Excerpts from a dataset on object pointing
--*--
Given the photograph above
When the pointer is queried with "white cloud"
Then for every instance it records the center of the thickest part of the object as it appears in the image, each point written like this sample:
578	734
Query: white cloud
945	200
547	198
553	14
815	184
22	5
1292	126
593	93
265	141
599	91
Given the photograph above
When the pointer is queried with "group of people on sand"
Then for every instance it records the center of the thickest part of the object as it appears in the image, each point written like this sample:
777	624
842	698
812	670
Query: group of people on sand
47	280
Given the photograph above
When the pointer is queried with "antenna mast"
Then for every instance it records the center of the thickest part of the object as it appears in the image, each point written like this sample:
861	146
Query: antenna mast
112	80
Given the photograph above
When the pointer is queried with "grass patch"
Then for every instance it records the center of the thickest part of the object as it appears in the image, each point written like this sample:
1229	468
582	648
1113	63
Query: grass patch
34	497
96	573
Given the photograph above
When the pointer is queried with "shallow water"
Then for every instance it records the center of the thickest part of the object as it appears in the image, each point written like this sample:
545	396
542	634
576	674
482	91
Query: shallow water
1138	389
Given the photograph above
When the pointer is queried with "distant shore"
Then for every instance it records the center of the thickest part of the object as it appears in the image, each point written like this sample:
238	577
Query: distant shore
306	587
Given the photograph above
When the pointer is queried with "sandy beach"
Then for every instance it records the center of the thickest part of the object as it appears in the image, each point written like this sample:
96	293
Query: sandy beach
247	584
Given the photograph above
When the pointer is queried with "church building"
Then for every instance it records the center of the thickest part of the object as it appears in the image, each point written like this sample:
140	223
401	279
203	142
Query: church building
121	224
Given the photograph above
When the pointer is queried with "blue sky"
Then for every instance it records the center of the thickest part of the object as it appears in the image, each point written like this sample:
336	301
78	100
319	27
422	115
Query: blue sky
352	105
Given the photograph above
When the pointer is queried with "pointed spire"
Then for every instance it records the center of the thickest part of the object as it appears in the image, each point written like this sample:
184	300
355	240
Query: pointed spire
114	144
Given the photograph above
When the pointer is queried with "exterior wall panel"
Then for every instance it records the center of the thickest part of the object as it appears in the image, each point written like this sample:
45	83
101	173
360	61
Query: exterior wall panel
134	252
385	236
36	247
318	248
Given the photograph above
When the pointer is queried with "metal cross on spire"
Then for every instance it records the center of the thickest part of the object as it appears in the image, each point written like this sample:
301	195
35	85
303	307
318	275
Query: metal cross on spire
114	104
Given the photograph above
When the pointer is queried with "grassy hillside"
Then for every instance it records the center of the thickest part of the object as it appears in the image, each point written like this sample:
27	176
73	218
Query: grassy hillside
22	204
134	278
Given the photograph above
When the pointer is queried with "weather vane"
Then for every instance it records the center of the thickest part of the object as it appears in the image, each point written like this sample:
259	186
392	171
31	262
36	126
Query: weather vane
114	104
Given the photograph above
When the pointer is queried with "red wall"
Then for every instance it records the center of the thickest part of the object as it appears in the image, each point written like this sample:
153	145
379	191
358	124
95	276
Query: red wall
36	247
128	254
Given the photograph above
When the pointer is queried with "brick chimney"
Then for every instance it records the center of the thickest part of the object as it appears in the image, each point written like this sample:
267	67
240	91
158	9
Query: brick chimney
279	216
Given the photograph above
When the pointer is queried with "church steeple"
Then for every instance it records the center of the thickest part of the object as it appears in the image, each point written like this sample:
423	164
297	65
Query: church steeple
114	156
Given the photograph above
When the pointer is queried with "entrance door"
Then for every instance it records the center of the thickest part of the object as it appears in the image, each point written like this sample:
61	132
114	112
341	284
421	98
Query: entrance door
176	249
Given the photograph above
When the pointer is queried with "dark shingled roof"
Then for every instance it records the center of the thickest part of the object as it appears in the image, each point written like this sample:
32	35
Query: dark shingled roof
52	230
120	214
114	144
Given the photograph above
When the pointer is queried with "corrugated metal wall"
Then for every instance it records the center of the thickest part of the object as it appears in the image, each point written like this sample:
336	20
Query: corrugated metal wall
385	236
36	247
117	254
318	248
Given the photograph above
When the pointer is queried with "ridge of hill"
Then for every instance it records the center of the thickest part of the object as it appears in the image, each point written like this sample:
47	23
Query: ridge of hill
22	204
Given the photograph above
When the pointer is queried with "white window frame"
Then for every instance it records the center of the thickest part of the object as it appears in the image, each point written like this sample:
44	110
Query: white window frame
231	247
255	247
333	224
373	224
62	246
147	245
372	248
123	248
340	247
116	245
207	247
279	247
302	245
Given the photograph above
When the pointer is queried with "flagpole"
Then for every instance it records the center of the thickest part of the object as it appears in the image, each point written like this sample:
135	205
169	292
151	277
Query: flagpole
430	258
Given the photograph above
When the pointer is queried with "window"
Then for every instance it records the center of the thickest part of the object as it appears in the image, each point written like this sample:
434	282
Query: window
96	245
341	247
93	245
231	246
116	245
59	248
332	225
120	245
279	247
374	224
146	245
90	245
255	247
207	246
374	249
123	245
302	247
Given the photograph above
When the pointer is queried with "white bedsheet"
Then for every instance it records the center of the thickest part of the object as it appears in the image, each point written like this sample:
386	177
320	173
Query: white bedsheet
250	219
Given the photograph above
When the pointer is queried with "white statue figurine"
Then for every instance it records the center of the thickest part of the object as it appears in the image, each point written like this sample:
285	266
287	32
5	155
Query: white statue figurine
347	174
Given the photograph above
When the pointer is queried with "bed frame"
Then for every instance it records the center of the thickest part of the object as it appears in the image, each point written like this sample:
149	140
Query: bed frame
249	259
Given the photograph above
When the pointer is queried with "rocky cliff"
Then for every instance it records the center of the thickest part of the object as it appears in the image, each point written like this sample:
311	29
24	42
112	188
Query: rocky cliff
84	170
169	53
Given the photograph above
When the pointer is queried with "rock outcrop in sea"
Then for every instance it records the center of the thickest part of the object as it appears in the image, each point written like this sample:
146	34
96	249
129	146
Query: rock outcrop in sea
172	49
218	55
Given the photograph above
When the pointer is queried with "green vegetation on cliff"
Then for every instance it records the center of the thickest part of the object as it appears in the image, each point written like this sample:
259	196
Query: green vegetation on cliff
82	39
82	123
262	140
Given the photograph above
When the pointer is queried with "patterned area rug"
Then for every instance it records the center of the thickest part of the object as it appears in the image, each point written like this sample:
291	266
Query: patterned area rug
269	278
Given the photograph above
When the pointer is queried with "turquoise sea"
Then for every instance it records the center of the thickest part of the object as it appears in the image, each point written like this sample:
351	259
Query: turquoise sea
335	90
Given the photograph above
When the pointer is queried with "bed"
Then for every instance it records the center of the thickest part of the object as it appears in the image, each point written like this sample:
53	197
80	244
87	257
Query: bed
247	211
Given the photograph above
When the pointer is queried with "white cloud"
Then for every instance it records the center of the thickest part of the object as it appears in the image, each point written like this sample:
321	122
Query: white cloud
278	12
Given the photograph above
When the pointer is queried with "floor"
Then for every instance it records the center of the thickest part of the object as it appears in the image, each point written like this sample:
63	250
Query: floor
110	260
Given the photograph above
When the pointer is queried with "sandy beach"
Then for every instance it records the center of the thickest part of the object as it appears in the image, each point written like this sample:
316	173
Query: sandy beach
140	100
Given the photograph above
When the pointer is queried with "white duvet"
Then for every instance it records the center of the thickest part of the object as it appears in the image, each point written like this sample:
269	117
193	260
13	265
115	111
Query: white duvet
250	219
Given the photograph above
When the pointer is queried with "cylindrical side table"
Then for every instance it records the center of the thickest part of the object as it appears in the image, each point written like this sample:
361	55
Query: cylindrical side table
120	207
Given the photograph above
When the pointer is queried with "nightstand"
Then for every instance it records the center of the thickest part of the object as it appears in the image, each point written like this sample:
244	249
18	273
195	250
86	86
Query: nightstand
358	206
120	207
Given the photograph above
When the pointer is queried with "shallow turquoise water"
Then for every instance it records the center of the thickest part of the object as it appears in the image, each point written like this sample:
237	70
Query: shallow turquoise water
--*--
Written task
Locate every line in the data above that contains the string "floor" and copy each such line. The match is case-sensitive.

Full answer
When the pointer is queried with "floor"
Query: floor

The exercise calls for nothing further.